WHAT TO PRODUCE:
Rewrite the material below as a numbered list with one line per item, skipping blank lines and leaving out the pictures.

STORED RECORDS:
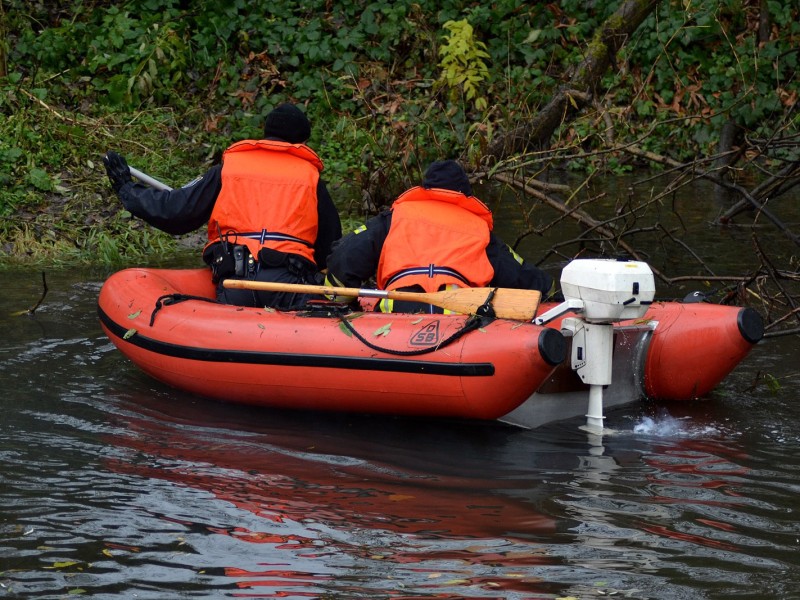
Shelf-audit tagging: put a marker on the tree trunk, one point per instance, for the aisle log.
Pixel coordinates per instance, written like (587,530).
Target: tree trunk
(609,39)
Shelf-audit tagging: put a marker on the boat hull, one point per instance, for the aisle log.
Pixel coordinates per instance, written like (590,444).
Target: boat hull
(676,352)
(310,360)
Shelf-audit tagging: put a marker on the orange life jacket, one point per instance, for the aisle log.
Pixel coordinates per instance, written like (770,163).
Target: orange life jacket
(268,197)
(437,238)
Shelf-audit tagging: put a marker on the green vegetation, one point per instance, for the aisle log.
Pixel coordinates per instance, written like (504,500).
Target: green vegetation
(389,86)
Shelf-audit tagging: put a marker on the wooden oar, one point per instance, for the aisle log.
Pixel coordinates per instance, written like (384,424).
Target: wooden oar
(507,303)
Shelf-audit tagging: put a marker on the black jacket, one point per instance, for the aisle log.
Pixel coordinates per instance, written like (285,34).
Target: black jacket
(355,259)
(188,208)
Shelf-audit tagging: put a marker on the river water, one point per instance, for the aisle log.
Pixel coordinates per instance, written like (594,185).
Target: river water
(114,486)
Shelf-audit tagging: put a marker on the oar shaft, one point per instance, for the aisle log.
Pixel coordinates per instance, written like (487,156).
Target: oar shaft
(506,303)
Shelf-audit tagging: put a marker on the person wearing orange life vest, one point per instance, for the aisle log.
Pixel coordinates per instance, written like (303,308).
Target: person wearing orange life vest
(269,214)
(434,236)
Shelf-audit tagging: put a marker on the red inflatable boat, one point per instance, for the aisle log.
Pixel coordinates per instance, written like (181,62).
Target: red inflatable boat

FINISHED ANSWER:
1. Shelf-audit tagging: put a marker on the tree trunk, one point per instance, for the aisle log.
2. Pixel coordinates per instance, written like (587,530).
3. Target: tree trunk
4. (609,39)
5. Shelf-audit tagging: put a marker on the boat hull, one point per instance, for the aisle log.
6. Pixel coordinates per instance, written like (590,444).
7. Target: boat hull
8. (676,352)
9. (310,360)
10. Shelf-audit tagging: put a marker on the orange life jacket, one point per instance, for the aisle log.
11. Pixel coordinates per instance, written like (770,163).
12. Target: orange life jacket
13. (268,197)
14. (437,238)
15. Shelf-audit tagging: put a marker on the green vegetation, one point per instance, for the aisle log.
16. Pixel coordinates per instance, written like (504,500).
17. Target: green vegetation
18. (389,86)
19. Shelf-audit tagging: put a marker on the wooden oar, one point per instance, for the aisle log.
20. Pixel coordinates per instance, written like (384,424).
21. Target: wooden oar
22. (507,303)
23. Shelf-audit tagging: put a marker on the black jacket, one point per instance, for the aisle log.
24. Pixel coordinates per instance, written like (285,34).
25. Target: black jacket
26. (355,259)
27. (188,208)
28. Shelf-audit tagging: put a marker on the river water, one point per instance, for the aisle log.
29. Pixel coordinates per instance, written like (594,185).
30. Target: river water
31. (114,486)
32. Shelf-audit tagging: put a marker on the oar shaft, one point per instance, for the aisle log.
33. Pixel coordinates per instance, written like (487,156).
34. Target: oar shaft
35. (506,303)
36. Shelf-audit tagging: put a marker on the person wearing orange life vest, one point per instance, for the aisle log.
37. Pixel coordinates per instance, written like (303,308).
38. Target: person wearing orange life vest
39. (269,214)
40. (434,236)
41. Shelf-audit tagging: put a marker on the red inflatable boat, one point per instance, for the aisle log.
42. Pixel coordinates per instance, written like (181,62).
43. Target: red inflatable boat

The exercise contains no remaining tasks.